* [TAREAS PROPUESTAS]:
**1)** Reescriba de forma más breve el párrafo del texto sobre el yo moderno que comienza con «Como ya lo veía Marx». Conserve sus datos principales.
**2)** Escriba la continuación del texto sobre el yo moderno a partir de su última oración.

El capitalismo no es una etapa de la modernidad, sino su modo de producción. Así que es observable cierto desarrollo del yo moderno a partir de las nuevas relaciones productivas y sociales que surgen del capitalismo como rasgo constitutivo de la modernidad. Y de manera más contundente, desde la industrialización. Este proceso moderno de construcción-constitución de nuevos sujetos es lo que trataré como el yoísmo de la modernidad.


Como ya lo veía Marx, la introducción de las máquinas en los procesos productivos implicó una subsunción del trabajo vivo por el trabajo muerto en vez de un potenciamiento al primero por el segundo. Se subordina la fuerza de trabajo autónoma a la vinculación con la máquina bajo el mando del capital, y se le quita la iniciativa al trabajador; se vuelve un simple apéndice de la maquinaria y la actividad burocrática. Este modo de administrar a la gente como si fueran cosas hace que el yo moderno industrializado se descubra alienado y extrañado, primero en los procesos productivos y, posteriormente, en la misma vida (como veremos más adelante); no se reconoce plenamente como yo, sino como un yo subsumido. Trabajar bajo el mando y capricho de otro desarrolla un proceso de extrañamiento al trabajo y a lo trabajado. Citando a Eric Fromm en “El arte de amar”:


El hombre se convierte en ocho horas de trabajo, forma parte de la fuerza laboral, de la fuerza burocrática de empleados y empresarios. Tiene muy poca iniciativa, sus tareas están prescritas por la organización del trabajo [...] Aun los sentimientos están prescritos: alegría, tolerancia, responsabilidad, ambición y habilidad para llevarse bien con todo el mundo sin inconvenientes. Las diversiones están rutinizadas en forma similar.

* [DATOS RECOPILADOS]:
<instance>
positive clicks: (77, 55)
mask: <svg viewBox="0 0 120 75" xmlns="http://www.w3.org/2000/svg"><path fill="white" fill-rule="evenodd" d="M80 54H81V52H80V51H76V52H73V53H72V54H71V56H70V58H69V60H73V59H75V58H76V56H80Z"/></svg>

* [RESULTADOS DEL EJERCICIO]:
**1)** Según Marx, la introducción de las máquinas en la producción subsumió el trabajo vivo bajo el trabajo muerto en lugar de potenciarlo. La fuerza de trabajo queda subordinada a la máquina bajo el mando del capital, y el trabajador, sin iniciativa, se convierte en un apéndice de la maquinaria y de la actividad burocrática. Al administrar a las personas como cosas, el yo moderno industrializado se descubre alienado y extrañado, primero en los procesos productivos y después en la vida misma. Ya no se reconoce plenamente como yo, sino como un yo subsumido. Trabajar bajo el mando y el capricho de otro genera extrañamiento respecto del trabajo y de lo trabajado.

**2)**
Los valores de la sociedad industrial moderna (intelectualización, cuantificación, burocratización, cosificación...) no son principios hacia la vida, sino hacia lo mecánico y muerto. Esto provoca que el sujeto moderno industrializado ya no goce de la vida en sus múltiples manifestaciones, sino que poco a poco sólo de la mera agitación. Vamos tomando los estremecimientos de la emoción como las alegrías de la vida, y vivimos con la ilusión de que estamos mucho más vivos cuantas más sean las cosas que poseamos y usemos. Dice Fromm, “Nuestra actitud hacia la vida se está haciendo cada vez más mecánica. Nuestro propósito principal es producir cosas, y en el proceso de esta idolatría de las cosas nos convertimos en mercancías. A los individuos se les trata como números”. La cuestión es si las personas somos cosas o seres vivos. La actitud hacia lo vivo es ahora meramente intelectual-pragmática y abstracta... de interés en las reglas estadísticas de masas.


Este nuevo yo moderno prefiere a lo mecánico e inorgánico manipulable que a la vida misma. Nos vemos cada vez más fascinados por dispositivos; nos interesamos cada vez más en tomar el control de unas máquinas en lugar de tomar parte de la vida. Buscamos encontrar felicidad y amor oprimiendo botones… Qué obsesión nos hemos hecho por oprimir.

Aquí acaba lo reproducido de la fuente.